## What you will do
Would you return the entries below exactly from the line containing "marking in the photo above." onward, ending with the final line and including it, and nothing else?

## Records for this exercise
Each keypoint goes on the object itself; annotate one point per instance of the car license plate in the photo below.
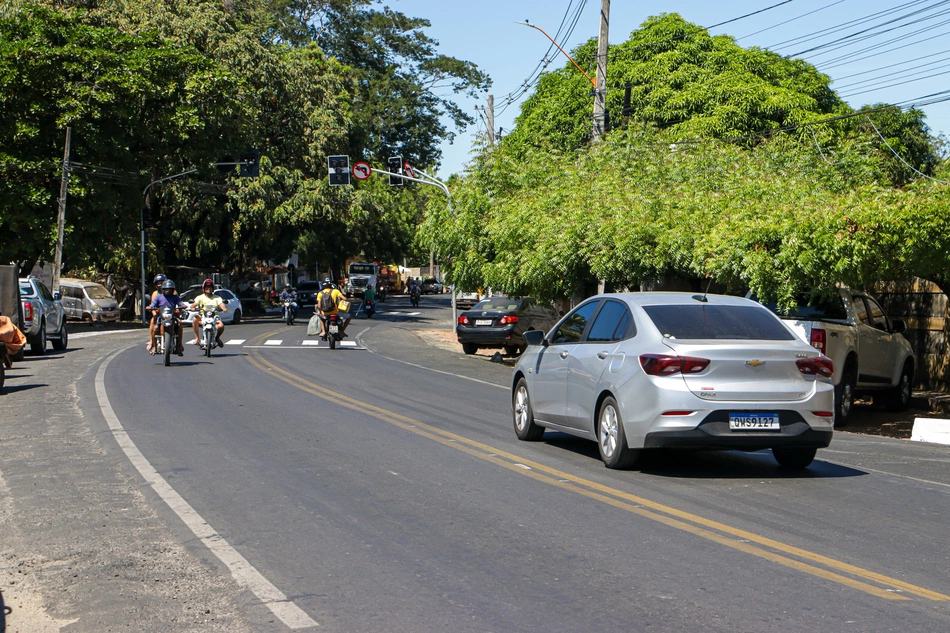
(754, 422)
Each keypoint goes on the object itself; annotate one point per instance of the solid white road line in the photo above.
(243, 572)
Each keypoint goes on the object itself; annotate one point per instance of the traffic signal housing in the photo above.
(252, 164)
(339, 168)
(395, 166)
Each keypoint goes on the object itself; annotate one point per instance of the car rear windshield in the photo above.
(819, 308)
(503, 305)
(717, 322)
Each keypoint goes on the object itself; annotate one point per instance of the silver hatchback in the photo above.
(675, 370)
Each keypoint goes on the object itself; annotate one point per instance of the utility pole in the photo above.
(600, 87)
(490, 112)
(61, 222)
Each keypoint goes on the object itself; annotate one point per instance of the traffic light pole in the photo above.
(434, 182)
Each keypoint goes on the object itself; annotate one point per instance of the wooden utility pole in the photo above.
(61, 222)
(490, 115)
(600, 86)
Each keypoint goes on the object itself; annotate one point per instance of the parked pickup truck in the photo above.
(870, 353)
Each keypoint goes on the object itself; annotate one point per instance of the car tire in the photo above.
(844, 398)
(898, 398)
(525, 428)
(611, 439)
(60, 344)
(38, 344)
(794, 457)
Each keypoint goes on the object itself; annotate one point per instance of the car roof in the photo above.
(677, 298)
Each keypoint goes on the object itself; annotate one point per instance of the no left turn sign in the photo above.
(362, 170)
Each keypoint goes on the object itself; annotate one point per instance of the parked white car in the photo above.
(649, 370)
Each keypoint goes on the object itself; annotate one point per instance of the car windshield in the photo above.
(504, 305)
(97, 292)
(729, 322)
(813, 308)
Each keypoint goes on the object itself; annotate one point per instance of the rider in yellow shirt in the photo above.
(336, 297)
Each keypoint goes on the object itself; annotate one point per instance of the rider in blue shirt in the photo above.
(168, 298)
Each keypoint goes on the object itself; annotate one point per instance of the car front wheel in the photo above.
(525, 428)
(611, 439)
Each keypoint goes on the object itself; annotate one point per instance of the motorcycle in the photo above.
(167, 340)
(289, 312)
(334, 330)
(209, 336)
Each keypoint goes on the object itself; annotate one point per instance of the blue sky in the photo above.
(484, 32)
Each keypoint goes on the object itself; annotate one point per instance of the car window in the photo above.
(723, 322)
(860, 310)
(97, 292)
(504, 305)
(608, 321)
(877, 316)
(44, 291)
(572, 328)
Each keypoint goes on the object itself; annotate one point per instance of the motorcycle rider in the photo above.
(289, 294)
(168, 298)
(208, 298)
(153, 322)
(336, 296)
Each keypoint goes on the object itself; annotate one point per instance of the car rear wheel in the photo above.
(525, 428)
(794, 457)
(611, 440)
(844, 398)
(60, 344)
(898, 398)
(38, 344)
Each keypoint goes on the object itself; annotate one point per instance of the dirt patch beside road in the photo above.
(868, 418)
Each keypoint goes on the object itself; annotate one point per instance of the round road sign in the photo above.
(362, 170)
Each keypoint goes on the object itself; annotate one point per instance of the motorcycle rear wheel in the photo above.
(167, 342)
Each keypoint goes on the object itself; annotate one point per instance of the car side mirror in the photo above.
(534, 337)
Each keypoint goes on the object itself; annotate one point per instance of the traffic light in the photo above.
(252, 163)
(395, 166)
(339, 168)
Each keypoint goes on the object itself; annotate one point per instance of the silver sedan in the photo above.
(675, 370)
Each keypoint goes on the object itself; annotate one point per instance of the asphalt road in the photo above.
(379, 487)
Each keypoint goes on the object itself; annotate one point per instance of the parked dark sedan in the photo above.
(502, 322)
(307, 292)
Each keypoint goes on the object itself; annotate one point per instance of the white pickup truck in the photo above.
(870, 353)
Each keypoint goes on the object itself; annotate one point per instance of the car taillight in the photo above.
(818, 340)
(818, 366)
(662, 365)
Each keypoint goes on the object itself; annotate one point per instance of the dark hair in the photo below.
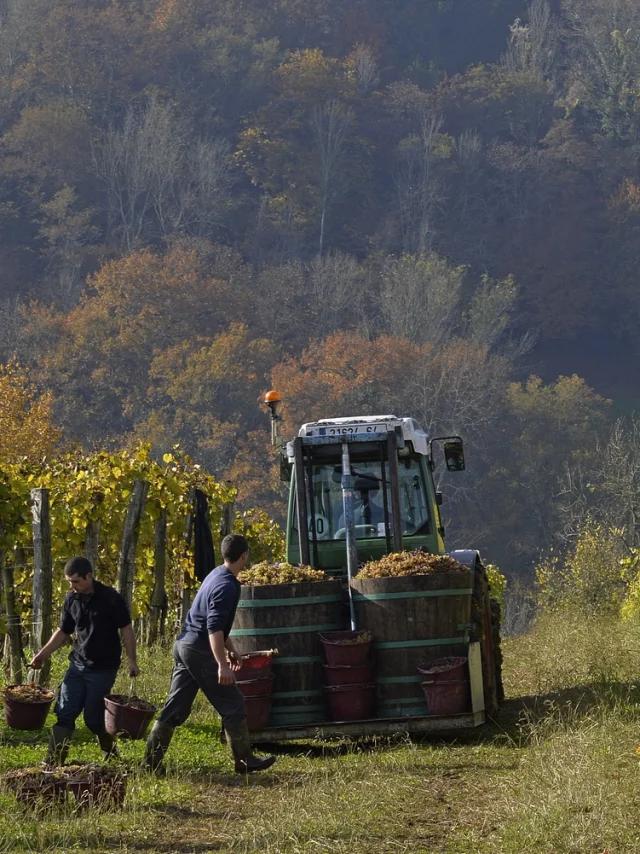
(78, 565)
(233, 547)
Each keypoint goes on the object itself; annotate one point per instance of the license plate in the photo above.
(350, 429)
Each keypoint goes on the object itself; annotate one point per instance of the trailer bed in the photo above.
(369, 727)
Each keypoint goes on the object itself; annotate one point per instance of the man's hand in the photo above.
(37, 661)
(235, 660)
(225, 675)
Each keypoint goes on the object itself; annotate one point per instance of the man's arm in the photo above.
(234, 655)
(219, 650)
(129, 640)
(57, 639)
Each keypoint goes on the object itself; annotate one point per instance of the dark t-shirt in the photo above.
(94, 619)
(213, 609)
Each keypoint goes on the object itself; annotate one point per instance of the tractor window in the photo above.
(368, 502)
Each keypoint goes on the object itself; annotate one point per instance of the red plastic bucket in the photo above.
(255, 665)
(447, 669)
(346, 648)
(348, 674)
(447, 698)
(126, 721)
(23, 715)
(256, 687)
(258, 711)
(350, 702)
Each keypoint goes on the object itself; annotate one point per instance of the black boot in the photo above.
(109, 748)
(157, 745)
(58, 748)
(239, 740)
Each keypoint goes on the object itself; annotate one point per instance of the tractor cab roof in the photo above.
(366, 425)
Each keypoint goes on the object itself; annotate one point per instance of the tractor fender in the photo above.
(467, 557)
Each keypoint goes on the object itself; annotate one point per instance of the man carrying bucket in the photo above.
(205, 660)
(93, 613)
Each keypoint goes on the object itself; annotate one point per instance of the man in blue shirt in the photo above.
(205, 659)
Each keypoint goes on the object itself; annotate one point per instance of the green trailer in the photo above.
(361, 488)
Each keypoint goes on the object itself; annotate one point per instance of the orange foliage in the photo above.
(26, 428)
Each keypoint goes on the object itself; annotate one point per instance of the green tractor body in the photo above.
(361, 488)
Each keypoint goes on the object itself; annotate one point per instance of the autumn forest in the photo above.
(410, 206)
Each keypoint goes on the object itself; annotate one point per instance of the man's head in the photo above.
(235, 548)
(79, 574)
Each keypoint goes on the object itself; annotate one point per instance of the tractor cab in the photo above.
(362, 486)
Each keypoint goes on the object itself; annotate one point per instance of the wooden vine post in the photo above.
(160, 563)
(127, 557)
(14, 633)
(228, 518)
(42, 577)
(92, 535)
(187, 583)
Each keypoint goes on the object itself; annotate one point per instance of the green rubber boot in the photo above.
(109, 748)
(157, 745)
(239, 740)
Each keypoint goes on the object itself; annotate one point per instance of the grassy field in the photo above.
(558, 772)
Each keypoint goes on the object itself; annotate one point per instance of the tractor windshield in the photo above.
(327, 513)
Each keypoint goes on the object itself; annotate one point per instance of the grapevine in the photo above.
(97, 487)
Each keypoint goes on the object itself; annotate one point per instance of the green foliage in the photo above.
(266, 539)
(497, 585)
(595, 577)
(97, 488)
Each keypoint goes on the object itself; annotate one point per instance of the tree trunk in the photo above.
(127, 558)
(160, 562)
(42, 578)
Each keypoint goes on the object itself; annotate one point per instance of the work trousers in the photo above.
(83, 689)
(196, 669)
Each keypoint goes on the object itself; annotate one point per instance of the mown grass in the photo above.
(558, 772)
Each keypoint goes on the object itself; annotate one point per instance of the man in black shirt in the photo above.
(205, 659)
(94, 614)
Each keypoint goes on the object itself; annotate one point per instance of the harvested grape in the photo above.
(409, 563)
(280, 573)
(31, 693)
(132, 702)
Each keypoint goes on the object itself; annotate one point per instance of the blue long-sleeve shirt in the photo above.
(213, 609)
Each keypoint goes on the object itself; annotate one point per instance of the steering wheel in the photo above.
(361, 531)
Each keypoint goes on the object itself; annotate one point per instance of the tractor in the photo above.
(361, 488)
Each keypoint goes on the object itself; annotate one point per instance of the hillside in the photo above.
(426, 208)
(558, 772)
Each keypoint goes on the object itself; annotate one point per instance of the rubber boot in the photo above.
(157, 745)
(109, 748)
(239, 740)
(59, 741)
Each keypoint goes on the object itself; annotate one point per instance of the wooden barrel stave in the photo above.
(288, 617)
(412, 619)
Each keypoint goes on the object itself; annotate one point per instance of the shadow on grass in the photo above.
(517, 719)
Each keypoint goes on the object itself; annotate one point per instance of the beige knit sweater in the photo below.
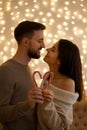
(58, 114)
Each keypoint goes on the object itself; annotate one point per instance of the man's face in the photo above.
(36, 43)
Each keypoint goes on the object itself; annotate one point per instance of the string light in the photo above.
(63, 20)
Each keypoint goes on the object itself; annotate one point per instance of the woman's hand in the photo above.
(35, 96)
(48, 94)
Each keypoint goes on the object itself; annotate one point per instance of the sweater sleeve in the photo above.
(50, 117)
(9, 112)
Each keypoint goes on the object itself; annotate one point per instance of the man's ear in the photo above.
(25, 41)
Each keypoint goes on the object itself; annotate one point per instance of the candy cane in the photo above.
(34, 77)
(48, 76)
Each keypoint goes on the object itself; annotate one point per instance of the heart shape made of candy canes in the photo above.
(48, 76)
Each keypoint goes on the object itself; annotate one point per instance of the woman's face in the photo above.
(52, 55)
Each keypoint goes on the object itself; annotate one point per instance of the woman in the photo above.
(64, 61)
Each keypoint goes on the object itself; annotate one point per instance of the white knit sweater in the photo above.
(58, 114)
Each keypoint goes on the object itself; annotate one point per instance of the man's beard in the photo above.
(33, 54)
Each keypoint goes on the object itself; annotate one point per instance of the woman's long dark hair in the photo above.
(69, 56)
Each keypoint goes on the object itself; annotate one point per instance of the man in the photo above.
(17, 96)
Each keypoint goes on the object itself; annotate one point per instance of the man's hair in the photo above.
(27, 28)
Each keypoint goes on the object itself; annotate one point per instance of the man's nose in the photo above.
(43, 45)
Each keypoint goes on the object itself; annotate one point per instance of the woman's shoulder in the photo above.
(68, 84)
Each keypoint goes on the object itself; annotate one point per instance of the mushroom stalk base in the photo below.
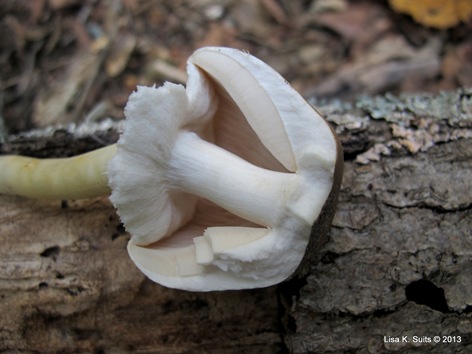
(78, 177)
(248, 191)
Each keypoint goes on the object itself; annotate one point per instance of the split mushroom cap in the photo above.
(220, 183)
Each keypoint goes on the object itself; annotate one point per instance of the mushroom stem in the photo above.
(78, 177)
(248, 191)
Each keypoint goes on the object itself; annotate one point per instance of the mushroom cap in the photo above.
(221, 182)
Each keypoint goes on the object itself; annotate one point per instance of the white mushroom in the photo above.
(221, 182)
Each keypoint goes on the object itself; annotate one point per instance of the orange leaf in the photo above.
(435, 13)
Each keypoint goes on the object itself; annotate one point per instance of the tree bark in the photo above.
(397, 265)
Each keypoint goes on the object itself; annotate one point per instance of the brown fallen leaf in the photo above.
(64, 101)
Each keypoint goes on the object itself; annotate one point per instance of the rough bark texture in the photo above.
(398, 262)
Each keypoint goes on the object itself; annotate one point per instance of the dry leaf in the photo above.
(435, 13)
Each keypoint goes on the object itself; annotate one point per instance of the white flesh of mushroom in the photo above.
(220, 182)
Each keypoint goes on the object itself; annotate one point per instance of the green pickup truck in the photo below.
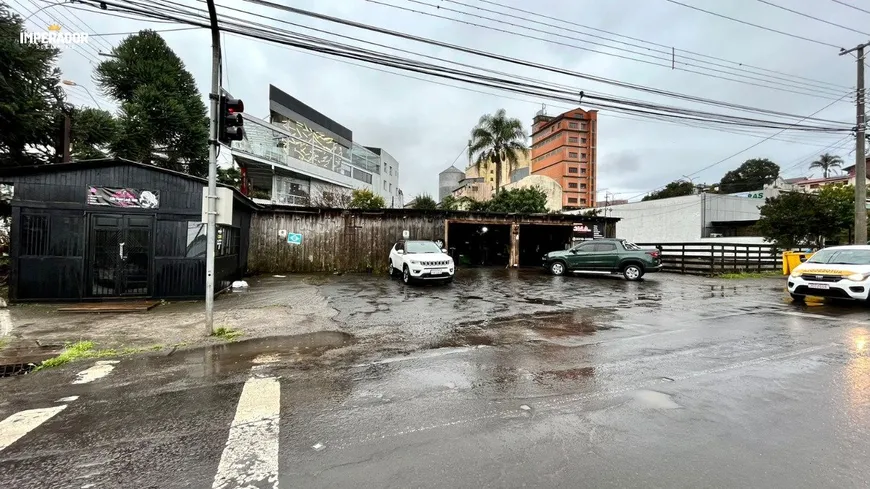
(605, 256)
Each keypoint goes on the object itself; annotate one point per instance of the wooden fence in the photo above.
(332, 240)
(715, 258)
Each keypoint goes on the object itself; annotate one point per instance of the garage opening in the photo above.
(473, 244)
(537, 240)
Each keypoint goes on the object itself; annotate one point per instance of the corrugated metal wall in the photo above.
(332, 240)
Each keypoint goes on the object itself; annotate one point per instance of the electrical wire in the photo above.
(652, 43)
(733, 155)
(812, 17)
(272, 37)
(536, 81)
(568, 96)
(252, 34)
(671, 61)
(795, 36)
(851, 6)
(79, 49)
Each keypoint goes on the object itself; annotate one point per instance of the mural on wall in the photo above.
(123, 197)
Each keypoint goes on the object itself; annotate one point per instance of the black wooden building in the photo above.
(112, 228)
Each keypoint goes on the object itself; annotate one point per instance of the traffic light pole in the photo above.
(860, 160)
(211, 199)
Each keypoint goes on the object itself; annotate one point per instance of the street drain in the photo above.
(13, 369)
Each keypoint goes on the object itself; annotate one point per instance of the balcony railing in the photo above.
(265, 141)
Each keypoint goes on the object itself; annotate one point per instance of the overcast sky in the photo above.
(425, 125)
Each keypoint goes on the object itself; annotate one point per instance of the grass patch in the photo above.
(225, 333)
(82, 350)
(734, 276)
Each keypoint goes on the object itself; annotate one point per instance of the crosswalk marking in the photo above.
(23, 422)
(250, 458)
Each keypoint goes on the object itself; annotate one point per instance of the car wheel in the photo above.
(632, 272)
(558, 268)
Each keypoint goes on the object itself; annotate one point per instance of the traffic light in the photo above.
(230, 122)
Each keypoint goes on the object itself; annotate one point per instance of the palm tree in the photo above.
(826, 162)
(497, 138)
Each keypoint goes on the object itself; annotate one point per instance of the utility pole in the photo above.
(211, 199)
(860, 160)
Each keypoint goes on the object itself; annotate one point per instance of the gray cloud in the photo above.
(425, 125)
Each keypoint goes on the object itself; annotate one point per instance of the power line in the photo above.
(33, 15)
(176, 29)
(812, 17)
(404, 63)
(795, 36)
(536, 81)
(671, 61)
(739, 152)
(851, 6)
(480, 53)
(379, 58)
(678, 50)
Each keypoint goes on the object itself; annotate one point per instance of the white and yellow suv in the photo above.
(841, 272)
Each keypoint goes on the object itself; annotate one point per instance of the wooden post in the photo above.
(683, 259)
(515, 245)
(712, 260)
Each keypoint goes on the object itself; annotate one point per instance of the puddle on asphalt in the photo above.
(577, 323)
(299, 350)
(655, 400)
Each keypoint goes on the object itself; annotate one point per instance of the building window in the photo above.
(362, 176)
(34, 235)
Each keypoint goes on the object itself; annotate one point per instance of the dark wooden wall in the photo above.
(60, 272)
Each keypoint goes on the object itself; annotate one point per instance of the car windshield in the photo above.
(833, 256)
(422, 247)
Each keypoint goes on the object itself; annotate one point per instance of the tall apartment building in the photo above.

## Written reply
Each keypoint goes on the object itself; annotate one point per instance of the crosswalk marking in the photo above.
(23, 422)
(250, 458)
Each keypoint goes on the object itself; annotate one point per instance of the car wheel in the photo above.
(632, 272)
(558, 268)
Each keypoint goes on the object itself; annotate one point per instance of the traffic light in the photo above.
(230, 122)
Each keypoint goes on the object itself; annotate one point per instance of the palm tree in the photo above.
(826, 162)
(497, 138)
Each keypoint goes on the object itself; annotate one point per instance of the utility pole in the photo above.
(211, 199)
(860, 160)
Each keypoint goes on the object itself; annotate one point per instance of the gray cloud in the photo above.
(425, 125)
Each keypoint goes on the object itself; annotate one point per instance of the power line in the photo above.
(33, 15)
(176, 29)
(812, 17)
(404, 63)
(795, 36)
(536, 81)
(671, 61)
(739, 152)
(851, 6)
(480, 53)
(379, 58)
(678, 50)
Each keypoint goes on the object itself; annotate one point per instance of the white and yellow suv in the photo above.
(841, 272)
Each keypoint goes on the object itself; annotate one point per instance of the wooden post in the photo above.
(683, 259)
(515, 245)
(712, 260)
Each keypoint goes on the object itself; annotate one point per instance of the puddle on asphalt in the photo above.
(577, 323)
(299, 350)
(655, 400)
Each keypoint goes on the object itself; annotate one point per instance of the building window in the photo above.
(362, 176)
(34, 235)
Each keypoint goes on the object itself; annotate one point per instance of the dark wooden wall in the photo above.
(60, 272)
Each keypoint goes on the object itself; annotate one point per instance of the car windshield in the photo above.
(833, 256)
(422, 247)
Each keypoint goes on the object itself; annotate one point per instance of the tall apartment building in the photo above.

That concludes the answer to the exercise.